## [Supplied records]
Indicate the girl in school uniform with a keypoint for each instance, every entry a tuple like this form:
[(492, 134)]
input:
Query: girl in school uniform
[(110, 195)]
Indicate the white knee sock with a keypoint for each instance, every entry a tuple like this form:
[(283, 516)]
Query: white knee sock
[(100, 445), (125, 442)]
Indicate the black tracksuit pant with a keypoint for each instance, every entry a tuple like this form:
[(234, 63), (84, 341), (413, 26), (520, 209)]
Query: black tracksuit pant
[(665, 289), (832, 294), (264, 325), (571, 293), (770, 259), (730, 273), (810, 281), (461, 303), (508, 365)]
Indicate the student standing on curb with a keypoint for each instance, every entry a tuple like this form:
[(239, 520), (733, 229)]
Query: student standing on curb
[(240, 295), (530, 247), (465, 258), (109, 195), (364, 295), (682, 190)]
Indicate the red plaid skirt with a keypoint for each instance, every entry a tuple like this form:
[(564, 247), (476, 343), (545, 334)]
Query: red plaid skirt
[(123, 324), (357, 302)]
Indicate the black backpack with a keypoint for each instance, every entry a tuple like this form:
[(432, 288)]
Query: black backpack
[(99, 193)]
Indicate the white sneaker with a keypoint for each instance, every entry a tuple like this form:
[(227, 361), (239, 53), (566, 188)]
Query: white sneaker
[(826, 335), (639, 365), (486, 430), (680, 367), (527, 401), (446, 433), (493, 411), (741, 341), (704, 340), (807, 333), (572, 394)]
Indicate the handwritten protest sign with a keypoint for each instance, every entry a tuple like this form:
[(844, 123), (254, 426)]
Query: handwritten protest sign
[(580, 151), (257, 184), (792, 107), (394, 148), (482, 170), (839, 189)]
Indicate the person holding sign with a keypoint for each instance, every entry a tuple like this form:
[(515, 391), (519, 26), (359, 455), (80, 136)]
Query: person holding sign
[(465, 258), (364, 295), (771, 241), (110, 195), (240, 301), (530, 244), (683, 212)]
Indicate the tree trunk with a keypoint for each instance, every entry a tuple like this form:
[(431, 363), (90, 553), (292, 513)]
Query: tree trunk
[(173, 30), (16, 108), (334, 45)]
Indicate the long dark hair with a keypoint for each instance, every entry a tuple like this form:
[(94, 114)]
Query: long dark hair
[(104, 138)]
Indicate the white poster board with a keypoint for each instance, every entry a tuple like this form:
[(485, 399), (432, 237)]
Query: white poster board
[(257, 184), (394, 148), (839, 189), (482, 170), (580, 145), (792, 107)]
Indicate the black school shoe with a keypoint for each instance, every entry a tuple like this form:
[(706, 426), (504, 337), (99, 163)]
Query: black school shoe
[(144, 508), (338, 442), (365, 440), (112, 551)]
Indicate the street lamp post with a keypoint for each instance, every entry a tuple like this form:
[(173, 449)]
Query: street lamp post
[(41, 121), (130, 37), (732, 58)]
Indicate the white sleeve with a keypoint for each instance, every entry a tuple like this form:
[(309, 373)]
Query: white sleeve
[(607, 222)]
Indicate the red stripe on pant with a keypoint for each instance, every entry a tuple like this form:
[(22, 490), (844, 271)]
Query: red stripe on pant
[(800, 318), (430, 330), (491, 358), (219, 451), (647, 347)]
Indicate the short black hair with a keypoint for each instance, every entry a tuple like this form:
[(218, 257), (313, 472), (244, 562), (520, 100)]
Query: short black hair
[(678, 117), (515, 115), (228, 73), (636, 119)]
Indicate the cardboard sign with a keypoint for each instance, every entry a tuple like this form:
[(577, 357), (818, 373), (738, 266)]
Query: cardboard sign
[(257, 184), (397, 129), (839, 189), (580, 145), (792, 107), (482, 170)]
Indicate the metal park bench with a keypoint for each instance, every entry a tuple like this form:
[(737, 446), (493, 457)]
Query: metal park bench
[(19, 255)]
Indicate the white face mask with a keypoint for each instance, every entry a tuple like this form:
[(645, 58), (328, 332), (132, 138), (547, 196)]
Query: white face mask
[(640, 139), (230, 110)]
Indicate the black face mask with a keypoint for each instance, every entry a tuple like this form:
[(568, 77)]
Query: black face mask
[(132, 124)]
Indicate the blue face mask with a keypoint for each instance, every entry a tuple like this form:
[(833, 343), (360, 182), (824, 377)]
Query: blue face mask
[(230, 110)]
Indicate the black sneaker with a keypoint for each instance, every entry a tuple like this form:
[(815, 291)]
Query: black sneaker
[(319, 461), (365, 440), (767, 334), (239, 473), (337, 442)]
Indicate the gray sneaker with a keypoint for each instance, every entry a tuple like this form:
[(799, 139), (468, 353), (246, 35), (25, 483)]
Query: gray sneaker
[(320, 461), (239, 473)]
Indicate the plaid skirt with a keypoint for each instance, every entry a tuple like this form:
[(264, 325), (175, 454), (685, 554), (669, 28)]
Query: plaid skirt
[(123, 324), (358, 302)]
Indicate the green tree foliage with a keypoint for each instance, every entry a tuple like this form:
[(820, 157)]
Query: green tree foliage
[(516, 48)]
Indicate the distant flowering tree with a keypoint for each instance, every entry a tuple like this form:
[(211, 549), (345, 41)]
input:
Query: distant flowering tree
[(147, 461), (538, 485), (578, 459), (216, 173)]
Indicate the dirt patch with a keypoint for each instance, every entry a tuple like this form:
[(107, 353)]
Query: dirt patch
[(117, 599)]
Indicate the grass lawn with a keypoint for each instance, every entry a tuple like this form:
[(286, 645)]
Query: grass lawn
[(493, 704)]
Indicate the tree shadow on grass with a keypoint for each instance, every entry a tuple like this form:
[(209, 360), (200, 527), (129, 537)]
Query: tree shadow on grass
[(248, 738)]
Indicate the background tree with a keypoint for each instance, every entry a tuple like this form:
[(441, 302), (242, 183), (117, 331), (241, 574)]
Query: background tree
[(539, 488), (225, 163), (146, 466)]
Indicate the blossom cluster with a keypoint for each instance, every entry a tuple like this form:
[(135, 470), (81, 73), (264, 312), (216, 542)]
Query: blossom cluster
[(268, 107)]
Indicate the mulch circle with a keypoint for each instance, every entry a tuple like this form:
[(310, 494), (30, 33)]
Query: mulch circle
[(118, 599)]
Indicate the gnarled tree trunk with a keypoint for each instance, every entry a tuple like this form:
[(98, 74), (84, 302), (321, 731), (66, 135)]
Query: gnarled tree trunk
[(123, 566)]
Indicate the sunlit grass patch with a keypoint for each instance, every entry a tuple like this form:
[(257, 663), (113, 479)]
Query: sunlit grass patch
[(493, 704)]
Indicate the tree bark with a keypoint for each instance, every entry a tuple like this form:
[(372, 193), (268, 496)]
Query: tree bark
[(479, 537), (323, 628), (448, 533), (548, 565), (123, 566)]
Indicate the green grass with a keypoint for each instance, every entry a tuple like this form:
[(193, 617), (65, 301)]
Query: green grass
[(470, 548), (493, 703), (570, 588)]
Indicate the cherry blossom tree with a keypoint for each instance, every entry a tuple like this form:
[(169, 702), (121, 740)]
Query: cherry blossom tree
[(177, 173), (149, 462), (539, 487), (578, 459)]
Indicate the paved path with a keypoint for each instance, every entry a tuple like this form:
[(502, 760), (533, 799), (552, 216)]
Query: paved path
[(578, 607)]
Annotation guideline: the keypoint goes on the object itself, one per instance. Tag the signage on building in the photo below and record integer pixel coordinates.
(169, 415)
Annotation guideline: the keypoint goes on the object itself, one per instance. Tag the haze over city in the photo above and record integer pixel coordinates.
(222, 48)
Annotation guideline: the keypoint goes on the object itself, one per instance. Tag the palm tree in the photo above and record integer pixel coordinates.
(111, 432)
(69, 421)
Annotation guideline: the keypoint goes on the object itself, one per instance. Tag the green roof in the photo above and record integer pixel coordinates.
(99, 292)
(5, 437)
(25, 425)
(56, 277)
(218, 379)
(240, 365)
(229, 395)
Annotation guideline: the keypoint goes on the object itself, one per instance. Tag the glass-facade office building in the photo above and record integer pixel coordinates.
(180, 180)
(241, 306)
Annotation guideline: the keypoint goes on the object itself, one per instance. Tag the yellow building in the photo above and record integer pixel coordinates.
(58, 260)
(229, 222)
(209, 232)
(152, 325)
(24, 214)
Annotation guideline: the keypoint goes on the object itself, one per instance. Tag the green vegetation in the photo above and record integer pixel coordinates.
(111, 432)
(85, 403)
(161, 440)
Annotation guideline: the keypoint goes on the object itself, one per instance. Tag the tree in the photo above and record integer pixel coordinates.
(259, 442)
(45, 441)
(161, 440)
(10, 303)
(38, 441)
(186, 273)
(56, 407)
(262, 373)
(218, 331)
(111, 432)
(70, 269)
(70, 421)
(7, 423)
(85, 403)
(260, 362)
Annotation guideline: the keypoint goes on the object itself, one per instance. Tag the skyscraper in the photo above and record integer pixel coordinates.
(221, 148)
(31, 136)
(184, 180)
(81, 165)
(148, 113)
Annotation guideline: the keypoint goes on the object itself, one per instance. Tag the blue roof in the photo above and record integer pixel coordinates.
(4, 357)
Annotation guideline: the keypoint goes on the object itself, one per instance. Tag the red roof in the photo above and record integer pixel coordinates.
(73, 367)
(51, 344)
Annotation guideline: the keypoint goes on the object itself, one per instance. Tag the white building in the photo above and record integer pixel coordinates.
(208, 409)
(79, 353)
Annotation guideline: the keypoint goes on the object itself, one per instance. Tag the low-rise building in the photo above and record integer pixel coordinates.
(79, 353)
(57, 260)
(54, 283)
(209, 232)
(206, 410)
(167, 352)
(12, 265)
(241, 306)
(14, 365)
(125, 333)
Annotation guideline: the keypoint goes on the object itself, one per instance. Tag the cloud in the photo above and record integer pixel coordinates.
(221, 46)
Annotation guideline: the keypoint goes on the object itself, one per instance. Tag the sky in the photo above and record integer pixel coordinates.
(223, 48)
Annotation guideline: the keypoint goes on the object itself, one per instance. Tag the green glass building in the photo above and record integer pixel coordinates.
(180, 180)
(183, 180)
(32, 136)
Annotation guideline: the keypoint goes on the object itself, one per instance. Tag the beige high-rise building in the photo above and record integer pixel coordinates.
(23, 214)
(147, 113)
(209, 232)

## [Aim of the task]
Among the records above, extract exactly the lines from the line with "Indicate the distant" to the line with "Indicate the gnarled", both lines included, and leave out the rest.

## [Output below]
Indicate the distant flowering tree with a keypoint for each instance, every entry a tuple like this form:
[(211, 549), (345, 41)]
input:
Query: distant flowering tree
[(147, 461), (538, 485), (578, 459), (216, 173)]
Indicate the dirt patch with a keypoint for each instance, every entry a tuple like this form:
[(107, 353)]
Query: dirt patch
[(117, 599)]
Indicate the grass lawn with a keypoint for each instance, every entry a tuple like this form:
[(286, 645)]
Query: grass lawn
[(493, 704)]
Indicate the tree shadow on grass with a keypoint for each instance, every entry a tuple like this form:
[(209, 360), (200, 527), (129, 537)]
Query: tree shadow on grass
[(248, 738)]
Indicate the background tree with a keypoint for each instance, every entry a tuple like this form:
[(441, 302), (242, 183), (117, 331), (241, 574)]
Query: background tree
[(539, 488), (225, 163), (146, 466)]
Indicate the blossom cluster with a keypoint for each instance, every entry a tuple like this form:
[(135, 470), (81, 73), (264, 312), (216, 542)]
Query: blossom cluster
[(268, 107)]
Indicate the mulch circle with a keypoint for each instance, every entry a tuple like this form:
[(310, 494), (30, 33)]
Query: mulch circle
[(118, 599)]
Indicate the gnarled tree trunk with a keypoint for each instance, every entry a tuple like this form:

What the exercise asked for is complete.